*Data in this exercise*.
───
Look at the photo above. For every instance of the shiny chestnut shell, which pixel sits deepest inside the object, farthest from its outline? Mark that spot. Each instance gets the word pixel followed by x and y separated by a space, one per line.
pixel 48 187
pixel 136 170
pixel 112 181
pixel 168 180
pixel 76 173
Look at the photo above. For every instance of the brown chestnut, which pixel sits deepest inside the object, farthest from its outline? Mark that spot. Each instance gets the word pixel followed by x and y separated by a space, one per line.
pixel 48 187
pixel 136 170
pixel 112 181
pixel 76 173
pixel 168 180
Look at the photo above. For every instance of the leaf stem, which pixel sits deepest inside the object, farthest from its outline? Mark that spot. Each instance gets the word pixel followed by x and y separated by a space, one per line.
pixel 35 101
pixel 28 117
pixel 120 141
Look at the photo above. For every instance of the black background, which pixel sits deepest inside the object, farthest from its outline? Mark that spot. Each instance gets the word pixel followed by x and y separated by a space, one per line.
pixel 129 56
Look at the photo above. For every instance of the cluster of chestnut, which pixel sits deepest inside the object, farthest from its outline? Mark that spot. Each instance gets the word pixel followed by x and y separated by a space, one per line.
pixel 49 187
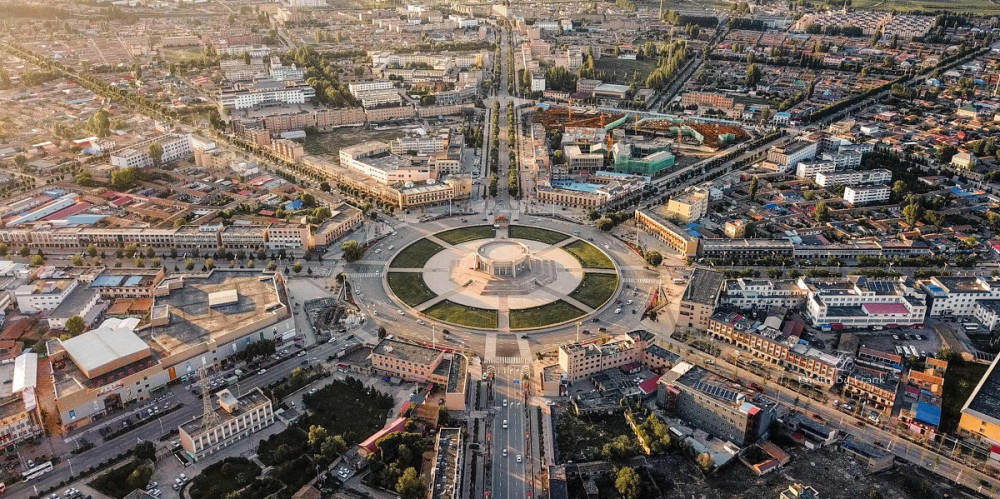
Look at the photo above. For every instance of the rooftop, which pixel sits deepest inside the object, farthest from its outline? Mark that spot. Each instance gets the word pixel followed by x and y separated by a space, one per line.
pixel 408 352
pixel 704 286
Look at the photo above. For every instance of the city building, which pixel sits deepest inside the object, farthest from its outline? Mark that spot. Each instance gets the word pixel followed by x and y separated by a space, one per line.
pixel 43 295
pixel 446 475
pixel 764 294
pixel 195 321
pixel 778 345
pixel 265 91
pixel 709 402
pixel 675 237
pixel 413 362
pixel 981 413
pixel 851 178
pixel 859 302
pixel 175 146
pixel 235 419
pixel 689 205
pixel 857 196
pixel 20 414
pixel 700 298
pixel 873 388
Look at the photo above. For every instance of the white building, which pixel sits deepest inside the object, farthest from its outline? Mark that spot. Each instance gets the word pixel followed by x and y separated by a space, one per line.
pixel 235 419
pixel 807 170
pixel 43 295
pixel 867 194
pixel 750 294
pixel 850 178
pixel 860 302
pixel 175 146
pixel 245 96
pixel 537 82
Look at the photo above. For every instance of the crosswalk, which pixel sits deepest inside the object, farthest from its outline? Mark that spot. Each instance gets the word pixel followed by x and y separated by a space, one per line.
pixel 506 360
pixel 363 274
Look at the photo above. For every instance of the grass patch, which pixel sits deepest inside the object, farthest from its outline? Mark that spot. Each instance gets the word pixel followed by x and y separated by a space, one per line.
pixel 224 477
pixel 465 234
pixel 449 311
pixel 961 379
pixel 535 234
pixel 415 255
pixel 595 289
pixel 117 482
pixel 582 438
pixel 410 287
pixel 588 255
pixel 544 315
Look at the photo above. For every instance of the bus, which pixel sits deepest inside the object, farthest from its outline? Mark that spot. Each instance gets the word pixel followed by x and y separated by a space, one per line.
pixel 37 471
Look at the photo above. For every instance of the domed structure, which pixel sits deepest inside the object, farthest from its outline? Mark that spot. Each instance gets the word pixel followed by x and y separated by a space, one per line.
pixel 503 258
───
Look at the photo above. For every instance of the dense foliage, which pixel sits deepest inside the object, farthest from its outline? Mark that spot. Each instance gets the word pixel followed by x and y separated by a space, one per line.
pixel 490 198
───
*The request*.
Copy the entries from the line containing "Look at the photo above. For every instance of the black" through the line containing "pixel 873 388", including both of those lines. Omit any pictures from your copy.

*Full solution*.
Look at the photo above. For every instance of the black background, which pixel sits deepest inside the object, farthest from its outline? Mark that spot. Each instance gets the word pixel followed by x and y separated by a space, one per line.
pixel 129 56
Look at the photo above. For every instance of the cluster of chestnut, which pixel sits deepest inside the object, farthest from its outline? Mark that spot. Each instance gets the word pixel followed by x and y separated by a space, one per line.
pixel 49 187
Look at the photo above. For every instance of the rooftop, which pixel sits deepest inside the object, farthest from its outline? Mark that spot. Each instance gets the word pixel followed by x and y separated by a space, one per line.
pixel 408 352
pixel 704 286
Look at the photo above. For every instance of the city building, which pixel sits deepest inside the object, farthest from its outline? Mark that spot. Each instance gets the word pixel followed by x and y separated by a space, one per line.
pixel 43 295
pixel 446 475
pixel 764 294
pixel 195 321
pixel 778 345
pixel 265 91
pixel 709 402
pixel 675 237
pixel 413 362
pixel 981 413
pixel 851 178
pixel 859 302
pixel 175 146
pixel 235 419
pixel 689 205
pixel 857 196
pixel 20 414
pixel 700 298
pixel 873 388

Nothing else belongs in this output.